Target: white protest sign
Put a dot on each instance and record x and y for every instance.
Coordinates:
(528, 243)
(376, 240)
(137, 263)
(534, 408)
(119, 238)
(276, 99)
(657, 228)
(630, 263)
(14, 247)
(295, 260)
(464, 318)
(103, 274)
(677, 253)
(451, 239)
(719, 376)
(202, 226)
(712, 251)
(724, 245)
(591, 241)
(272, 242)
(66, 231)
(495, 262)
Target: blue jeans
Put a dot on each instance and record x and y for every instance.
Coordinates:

···

Rewrite the lines above, replacing "Put a dot on" with "Mark" wherever it occurs and leaving everything else as it is.

Target: white protest sign
Mark each instance and record x and y for every instance.
Coordinates:
(528, 243)
(376, 240)
(137, 263)
(534, 408)
(119, 238)
(276, 99)
(657, 228)
(630, 263)
(14, 247)
(295, 260)
(464, 318)
(103, 274)
(677, 253)
(451, 239)
(719, 376)
(202, 226)
(712, 251)
(724, 245)
(591, 241)
(272, 242)
(66, 231)
(495, 262)
Target: blue jeans
Mark each instance and record x and y for every instance.
Coordinates:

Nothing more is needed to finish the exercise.